# WHAT IS ASKED:
Can you update all the rows below by changing every "innermost point" to "central point", leaving everything else as it is and omitting the pictures from your answer?

[Excerpts of location labeling data]
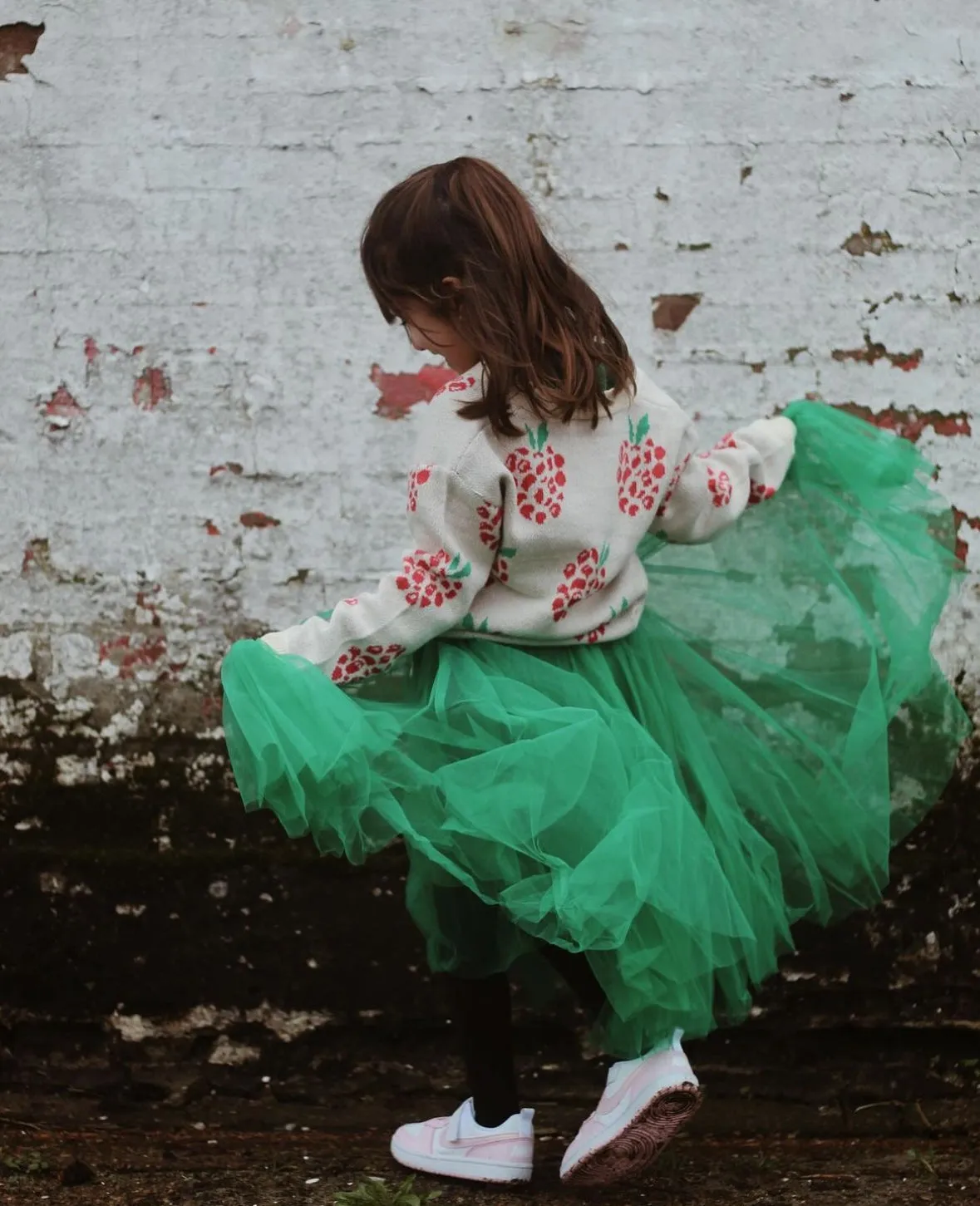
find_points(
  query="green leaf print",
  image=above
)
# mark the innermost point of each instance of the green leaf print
(457, 569)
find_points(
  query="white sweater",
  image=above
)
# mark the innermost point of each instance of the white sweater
(533, 540)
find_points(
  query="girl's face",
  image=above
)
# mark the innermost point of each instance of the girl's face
(429, 333)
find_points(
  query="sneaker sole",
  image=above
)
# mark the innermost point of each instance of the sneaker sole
(462, 1170)
(639, 1144)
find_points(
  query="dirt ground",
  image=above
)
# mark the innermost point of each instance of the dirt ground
(210, 1164)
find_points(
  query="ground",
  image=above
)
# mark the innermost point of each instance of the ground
(833, 1118)
(310, 1168)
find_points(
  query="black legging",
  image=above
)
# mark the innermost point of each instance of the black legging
(482, 1016)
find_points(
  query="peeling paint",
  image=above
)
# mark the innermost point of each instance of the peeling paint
(17, 42)
(150, 388)
(869, 243)
(62, 408)
(873, 352)
(37, 556)
(969, 521)
(284, 1024)
(672, 310)
(401, 391)
(257, 519)
(129, 652)
(910, 424)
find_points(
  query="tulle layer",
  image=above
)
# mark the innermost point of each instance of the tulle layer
(671, 804)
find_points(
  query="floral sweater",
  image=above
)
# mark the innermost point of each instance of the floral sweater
(533, 540)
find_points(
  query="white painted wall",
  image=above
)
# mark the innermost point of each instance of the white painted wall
(190, 179)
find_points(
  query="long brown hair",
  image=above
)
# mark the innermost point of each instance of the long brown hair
(538, 327)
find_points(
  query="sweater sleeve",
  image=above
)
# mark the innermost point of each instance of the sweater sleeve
(710, 490)
(431, 595)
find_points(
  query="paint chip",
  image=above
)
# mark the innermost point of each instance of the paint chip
(257, 519)
(869, 243)
(150, 388)
(672, 310)
(973, 523)
(37, 555)
(401, 391)
(909, 422)
(873, 352)
(17, 42)
(62, 408)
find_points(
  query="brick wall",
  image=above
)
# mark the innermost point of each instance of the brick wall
(190, 435)
(201, 427)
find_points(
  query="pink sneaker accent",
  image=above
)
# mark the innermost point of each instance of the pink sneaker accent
(460, 1147)
(645, 1104)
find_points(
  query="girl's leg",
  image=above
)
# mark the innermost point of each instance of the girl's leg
(481, 1012)
(576, 971)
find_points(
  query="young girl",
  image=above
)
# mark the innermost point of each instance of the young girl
(605, 749)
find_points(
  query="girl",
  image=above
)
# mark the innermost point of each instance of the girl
(632, 760)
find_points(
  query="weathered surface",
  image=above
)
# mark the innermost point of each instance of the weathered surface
(193, 441)
(244, 1169)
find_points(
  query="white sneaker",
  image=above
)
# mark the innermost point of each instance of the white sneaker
(644, 1105)
(460, 1147)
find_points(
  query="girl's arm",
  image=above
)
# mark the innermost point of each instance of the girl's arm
(429, 596)
(712, 490)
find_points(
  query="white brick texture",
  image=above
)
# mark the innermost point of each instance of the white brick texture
(188, 441)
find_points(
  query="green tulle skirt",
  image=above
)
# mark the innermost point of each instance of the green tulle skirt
(671, 804)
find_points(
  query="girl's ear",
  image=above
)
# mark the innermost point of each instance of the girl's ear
(453, 288)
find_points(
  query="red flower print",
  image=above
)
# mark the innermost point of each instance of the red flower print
(359, 662)
(418, 478)
(642, 467)
(539, 474)
(431, 579)
(490, 520)
(675, 480)
(584, 577)
(720, 486)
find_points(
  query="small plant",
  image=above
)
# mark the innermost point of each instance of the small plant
(375, 1192)
(32, 1164)
(925, 1160)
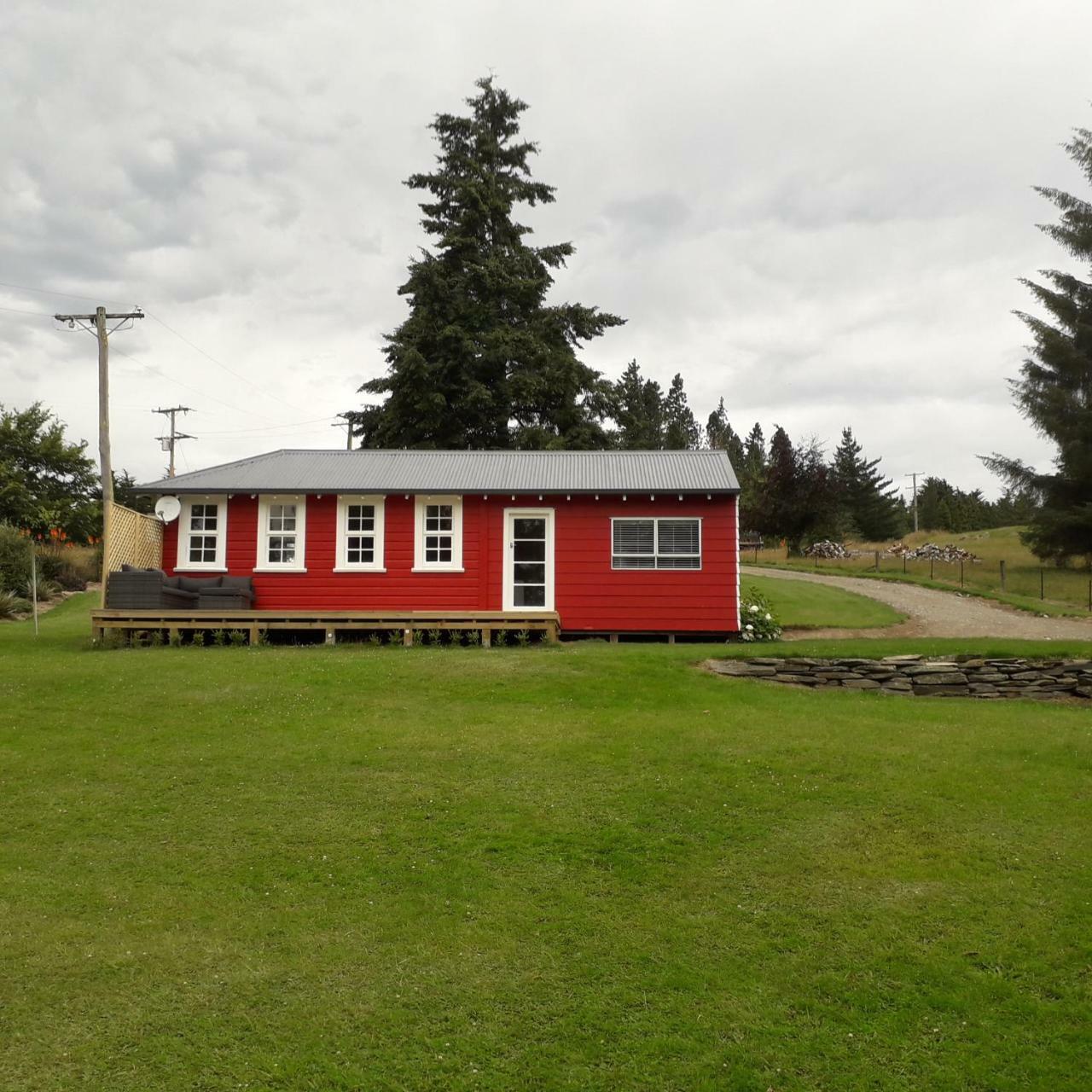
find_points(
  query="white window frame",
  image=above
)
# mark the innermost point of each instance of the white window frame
(342, 565)
(655, 545)
(421, 506)
(183, 561)
(299, 562)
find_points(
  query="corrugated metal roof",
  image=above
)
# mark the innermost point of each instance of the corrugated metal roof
(289, 471)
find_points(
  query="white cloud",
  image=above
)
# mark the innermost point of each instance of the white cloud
(817, 211)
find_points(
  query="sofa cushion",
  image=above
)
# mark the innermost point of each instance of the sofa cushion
(198, 584)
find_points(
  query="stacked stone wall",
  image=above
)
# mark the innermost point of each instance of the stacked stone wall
(917, 676)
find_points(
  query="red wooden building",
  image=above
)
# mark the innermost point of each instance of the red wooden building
(615, 542)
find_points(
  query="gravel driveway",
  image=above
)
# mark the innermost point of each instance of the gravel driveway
(931, 613)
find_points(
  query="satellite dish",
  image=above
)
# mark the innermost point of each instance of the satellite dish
(167, 508)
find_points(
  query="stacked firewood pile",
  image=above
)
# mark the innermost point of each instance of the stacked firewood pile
(827, 549)
(931, 552)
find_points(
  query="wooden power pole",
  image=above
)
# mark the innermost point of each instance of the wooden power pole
(168, 441)
(915, 476)
(96, 323)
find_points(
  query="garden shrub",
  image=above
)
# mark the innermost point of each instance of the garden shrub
(757, 621)
(15, 560)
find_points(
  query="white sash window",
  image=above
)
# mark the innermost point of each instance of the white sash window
(359, 534)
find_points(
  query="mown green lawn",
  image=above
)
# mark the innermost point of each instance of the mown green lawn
(590, 867)
(800, 605)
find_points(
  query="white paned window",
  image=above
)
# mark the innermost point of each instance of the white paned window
(655, 544)
(281, 534)
(438, 537)
(202, 533)
(359, 534)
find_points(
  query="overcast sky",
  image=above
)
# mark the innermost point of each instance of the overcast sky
(818, 211)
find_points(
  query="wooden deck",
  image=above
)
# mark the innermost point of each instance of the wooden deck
(254, 624)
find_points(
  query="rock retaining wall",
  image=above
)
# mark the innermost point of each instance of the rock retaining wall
(916, 676)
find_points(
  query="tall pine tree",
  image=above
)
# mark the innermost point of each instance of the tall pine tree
(866, 502)
(682, 430)
(721, 435)
(1055, 391)
(483, 361)
(638, 410)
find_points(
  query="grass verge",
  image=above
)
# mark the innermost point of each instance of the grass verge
(585, 867)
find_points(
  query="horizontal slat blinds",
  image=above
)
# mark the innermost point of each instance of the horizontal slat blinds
(656, 544)
(635, 544)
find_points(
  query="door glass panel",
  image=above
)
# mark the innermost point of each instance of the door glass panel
(530, 595)
(529, 529)
(530, 573)
(529, 552)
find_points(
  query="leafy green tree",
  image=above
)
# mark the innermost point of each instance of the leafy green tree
(46, 480)
(638, 410)
(866, 502)
(483, 361)
(1055, 391)
(682, 430)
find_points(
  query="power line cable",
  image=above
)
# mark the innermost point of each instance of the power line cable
(66, 295)
(219, 363)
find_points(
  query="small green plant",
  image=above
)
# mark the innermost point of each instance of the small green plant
(756, 619)
(12, 605)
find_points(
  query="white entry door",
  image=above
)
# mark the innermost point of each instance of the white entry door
(529, 560)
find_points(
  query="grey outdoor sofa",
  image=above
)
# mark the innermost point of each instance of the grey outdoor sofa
(133, 589)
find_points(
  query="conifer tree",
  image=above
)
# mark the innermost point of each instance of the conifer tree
(638, 410)
(721, 435)
(682, 430)
(866, 502)
(1055, 391)
(483, 361)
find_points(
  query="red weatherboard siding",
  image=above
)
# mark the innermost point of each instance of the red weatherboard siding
(589, 594)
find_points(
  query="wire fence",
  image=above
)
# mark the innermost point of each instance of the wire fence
(1049, 584)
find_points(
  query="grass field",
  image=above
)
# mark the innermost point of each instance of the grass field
(1066, 590)
(800, 605)
(584, 867)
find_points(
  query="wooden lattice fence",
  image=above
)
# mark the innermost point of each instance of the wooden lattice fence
(135, 538)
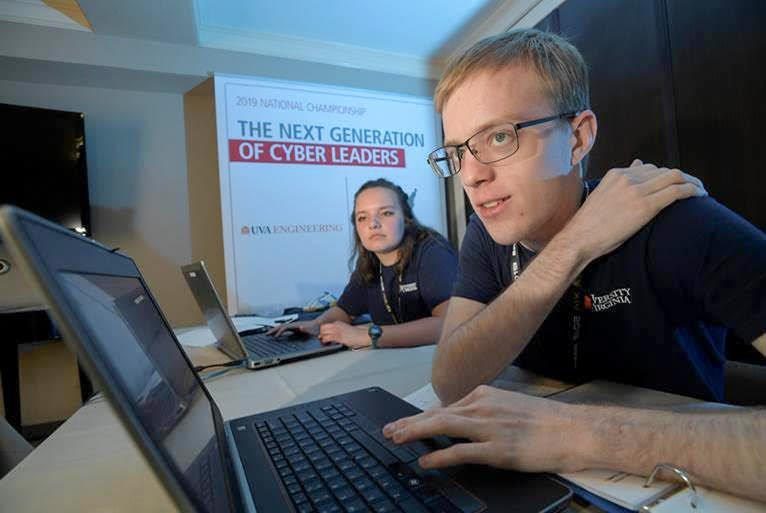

# WRITTEN RESPONSE:
find_points(
  query="green leaf print",
  image=above
)
# mark the central point of each instance of the green leaf print
(457, 569)
find_points(
  query="white sweater",
  image=above
)
# mark the central point of each instance of the white sweater
(533, 540)
find_points(
  query="girl's face",
  image=above
)
# mark the central point of each instance of the girl's face
(429, 333)
find_points(
  query="sneaker sole",
  image=above
)
# mark the central point of each instance of the sneaker sole
(462, 1170)
(639, 1144)
find_points(
  query="dirt ground",
  image=above
)
# mark the central point of each instance of the dirt ground
(210, 1164)
find_points(
  query="ground",
  image=above
)
# mark the central point of each instance of the ground
(833, 1118)
(310, 1168)
find_points(
  query="black legging",
  image=above
)
# mark the central point of each instance of the black legging
(482, 1016)
find_points(
  query="peeling paint",
  image=above
)
# mark the central point of each instance of the peeling paint
(17, 42)
(150, 388)
(869, 243)
(62, 408)
(873, 352)
(37, 556)
(969, 521)
(284, 1024)
(672, 310)
(401, 391)
(257, 519)
(129, 652)
(910, 424)
find_points(
  query="tulle layer",
  image=above
)
# mark the central point of each instance of the tulle layer
(671, 804)
find_points(
  query="floral sweater",
  image=above
)
# mark the central point of each instance of the floral sweater
(533, 540)
find_points(
  query="white painted wall",
  image=above
)
# mark the central point of each instance of the white painted wall
(190, 179)
find_points(
  query="long brown hair",
  image=above
)
# mark the central point of each instance of the long brown hair
(538, 327)
find_points(
  query="sweater sleeve",
  image=above
)
# mark the central point of each instance of the sweater sleeve
(710, 490)
(431, 595)
find_points(
  query="paint chip",
  image=above
)
# mark the central point of each instance of the paint chip
(257, 519)
(869, 243)
(150, 388)
(672, 310)
(973, 523)
(37, 555)
(401, 391)
(909, 422)
(873, 352)
(17, 42)
(62, 408)
find_points(
  query="brick wall",
  image=above
)
# mark the central point of each instance of the brick wall
(190, 435)
(201, 427)
find_points(
  query="pink sneaker accent",
  image=above
)
# mark the central point of each instance of the pink sneaker accent
(460, 1147)
(645, 1104)
find_points(
  query="girl's leg",
  image=above
)
# mark the central point of each instance of the girl's leg
(481, 1012)
(576, 971)
find_points(
  query="young girl",
  image=above
)
# mark the central point of each instance of the young girl
(605, 749)
find_points(
  query="girl",
  image=above
)
# mark the central point of each instance of the girl
(632, 760)
find_points(
  query="weathered surface",
  image=above
)
# mark the central point of each instance of the weathered surface
(193, 441)
(244, 1169)
find_points(
  query="white sneaker",
  image=above
)
# mark the central point of each instance of the white sneaker
(644, 1105)
(460, 1147)
find_points(
  query="girl's arm",
  image=above
)
# mark the central point of each instance of the girl's arm
(429, 596)
(712, 490)
find_points(
  query="white brick texture",
  image=above
)
# mark the central point of each instance of the white brick texture
(188, 441)
find_points(
  query="green tulle skirt",
  image=above
)
# mark the central point of each instance of the green tulle skirt
(671, 804)
find_points(
  query="girl's ear",
  image=above
)
# mark the central point of each instance of the girl's ear
(453, 288)
find_points(
  query="red flower print",
  image=above
)
# mark the central point of each instance of the red flower print
(359, 662)
(418, 478)
(642, 467)
(539, 474)
(431, 579)
(490, 520)
(675, 480)
(584, 577)
(720, 486)
find_points(
  query="small plant",
  image=above
)
# mark the central point of each instance of the small plant
(375, 1192)
(32, 1164)
(925, 1160)
find_points(
  query="white window frame",
  image=above
)
# mark the central point of each instance of the white window frame
(342, 565)
(655, 545)
(421, 506)
(183, 561)
(299, 562)
find_points(
  query="corrugated metal roof",
  image=above
)
# mark the central point of each instance of the corrugated metal roof
(289, 471)
find_points(
  query="white cloud",
  image=above
)
# mark the central point of each instance of the white cloud
(817, 211)
find_points(
  query="sofa cushion",
  image=above
)
# mark the central point of each instance of the sofa cushion
(198, 584)
find_points(
  query="stacked stone wall",
  image=above
)
# mark the central point of each instance of the stacked stone wall
(917, 676)
find_points(
  query="red wooden building",
  image=above
)
# mark the central point of each instance of the red wooden building
(615, 542)
find_points(
  query="gravel driveway",
  image=above
)
# mark the central point of each instance of the gravel driveway
(931, 613)
find_points(
  query="satellite dish",
  image=above
)
# mark the central point of each instance of the satellite dish
(167, 508)
find_points(
  query="stacked firewood pile",
  image=above
)
# mark the central point of each instance of the stacked firewood pile
(827, 549)
(931, 552)
find_points(
  query="wooden power pole",
  image=above
)
# mark the central point of each instance of the wooden power pole
(168, 441)
(915, 476)
(96, 323)
find_points(
  query="garden shrub",
  image=above
)
# mark the central point of each instance of the garden shrub
(757, 621)
(15, 560)
find_points(
  query="white sash window",
  image=above
)
# mark the central point of each instance of the white sash window
(359, 534)
find_points(
  query="mown green lawn",
  image=above
)
# mark the central point of each instance of the mown green lawn
(590, 867)
(800, 605)
find_points(
  query="white paned window",
  image=above
)
# mark the central point of each instance of the white paned window
(655, 544)
(281, 534)
(438, 537)
(202, 533)
(359, 534)
find_points(
  query="overcast sky",
  image=above
)
# mark the central point of each instance of the overcast sky
(818, 211)
find_points(
  query="wooden deck",
  image=above
)
# mark the central point of each instance of the wooden deck
(254, 624)
find_points(
  query="rock retaining wall",
  image=above
)
# mark the central point of each instance of the rock retaining wall
(916, 676)
find_points(
  query="tall pine tree",
  image=above
)
# mark the central point of each instance of the tall pine tree
(866, 502)
(682, 430)
(721, 435)
(1055, 391)
(483, 361)
(638, 410)
find_points(
  query="grass verge",
  image=above
)
# mark the central point of each instance of the grass verge
(585, 867)
find_points(
  query="horizontal slat blinds",
  image=above
)
# mark the central point of each instance of the horizontal slat blinds
(656, 544)
(635, 544)
find_points(
  query="door glass panel",
  image=above
)
# mark the central point of each instance of the door glass panel
(530, 595)
(529, 529)
(530, 573)
(529, 552)
find_points(
  query="leafy green tree",
  image=above
)
# mark the central point of each instance of the leafy green tree
(46, 480)
(638, 410)
(866, 502)
(483, 361)
(1055, 391)
(682, 430)
find_points(
  query="power line cable",
  image=above
)
# mark the central point of each instance of the power line cable
(66, 295)
(219, 363)
find_points(
  query="small green plant",
  image=above
)
# mark the central point of each instance of the small green plant
(756, 619)
(12, 605)
find_points(
  query="white entry door",
  image=above
)
# mark the central point of each instance of the white entry door
(529, 560)
find_points(
  query="grey outdoor sofa",
  image=above
)
# mark the central point of each instance of the grey outdoor sofa
(133, 589)
find_points(
  query="conifer tree",
  image=above
)
# mark the central point of each instance of the conifer tree
(638, 410)
(721, 435)
(682, 430)
(866, 502)
(1055, 391)
(483, 361)
find_points(
  query="red weatherboard siding",
  image=above
)
# mark the central point of each instance of the red weatherboard siding
(589, 594)
find_points(
  query="wire fence",
  image=above
)
# mark the central point of each instance of the wire fence
(1049, 584)
find_points(
  query="grass field",
  image=above
)
# mark the central point of each instance of the grass field
(1066, 590)
(800, 605)
(584, 867)
find_points(
  query="wooden lattice fence",
  image=above
)
# mark the central point of each instance of the wooden lattice fence
(135, 538)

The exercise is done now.